● **问题与任务**
A. 这篇关于地方政府融资平台的报道中有几位专家发表了看法。请列出他们的姓名，并分别写出报道中给出的单位和职务。
B. 从最后一句之后接着写这篇关于地方政府融资平台的报道。

● **短文**
:::

国家发改委投资研究所战略研究室主任罗松山接受《经济参考报》记者采访时表示,据其主持的课题组研究报告的测算,“十二五”时期,地方政府融资平台(简称“平台公司”)投资约34万亿元,事业单位债务也至少达到5万亿元的规模。
一方面是地方政府频频通过平台公司和其他渠道大规模投资,一方面是地方财政收支缺口增大可能诱发财政风险甚至金融风险。多位接受《经济参考报》记者采访的专家呼吁,应尽快引入民间资本,实现经济“踩油门”和债务“踩刹车”的平衡。
测算 34万亿投资藏风险
罗松山告诉记者,据其测算,“十二五”时期,平台公司基础设施和保障性住房工程建设需要投资34万亿元左右,年均增长9.5%,而“十一五”时期为16.6万亿元。其中,平台相关基础设施投资额约为31.8万亿元;而保障性住房工程投资在5万亿左右,假定以房地产开发商承建、政府通过收购等方式解决一半,其余由平台公司投融资、建设,则需要投资2.5万亿元。
罗松山解释称,上述“十二五”时期须由平台公司进行融资、投资建设的基础设施,尚不包含主要由中央财政或社会资本投资建设的铁路与航空运输及邮政业,以及可由社会资本投资建设的电力以及电信和其他信息传输服务业。
谈到地方平台公司潜在的债务风险,罗松山表示,首先是资产不实。比如土地评估的标准就很宽松,前几年地价快速上涨,市场对土地收益的增长抱有很大预期,但现在楼市一调控,平台公司未来的还款能力就没有那么高了。此外,前两年煤价大涨时,煤炭等自然资源的价格也被高估了。对于这类问题,罗松山表示,地方政府可以通过收费公路、桥梁等资产充实到平台公司予以解决。
罗松山进一步说,其次是去年以来,平台公司已经进入还款高峰期,且一些平台公司举债规模超过其还款能力,再加上前两年信贷政策偏于宽松(如放款量大、门槛低、放贷时间密集),个别城市的平台公司可能存在债务风险。国务院发展研究中心经济学家李佐军则预计,今明两年平台公司集中到期的债务有4.6万亿元,还本付息压力剧增。
国务院发展研究中心宏观部财政金融研究室主任倪红日也告诉《经济参考报》记者,当前平台公司衍生出种种乱象,比如一块土地进行多次抵押而违规借贷,比如平台公司和民营企业“抢食”搞房地产、酒店业。

:::

● **所给资料**
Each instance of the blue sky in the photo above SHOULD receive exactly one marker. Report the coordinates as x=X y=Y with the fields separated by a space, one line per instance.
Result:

:::

● **书面回答**
A.
罗松山：国家发改委投资研究所战略研究室主任
李佐军：国务院发展研究中心经济学家
倪红日：国务院发展研究中心宏观部财政金融研究室主任

B.
中共中央政策研究室原副主任郑新立认为,近几年平台公司投资的项目绝大部分都是一些基础设施和公共服务的项目,留下了一批优良的资产。即使到期了部分债务还不了,只要不让银行核销呆坏账,就可以债务展期,先还利息,过上几年之后,财力增长了再还本付息。郑新立说,虽然土地出让金不能再搞了,但是地方政府还有很多一般企业所没有的资源,比如地方政府可以通过企业招投标出让街道命名权。
预警 5万亿事业单位债务管理失序
除了平台公司债务风险,地方政府债务风险还有其他表现形式。
李佐军表示,当前地方政府同时面临着收入减少和支出增多两方面困难,财政收支缺口越拉越大。“如果地方债务问题不能得到有效解决,地方政府尤其是中级地方政府可能出现经济意义上的破产,最终传导到部分中小银行破产。”李佐军警告道。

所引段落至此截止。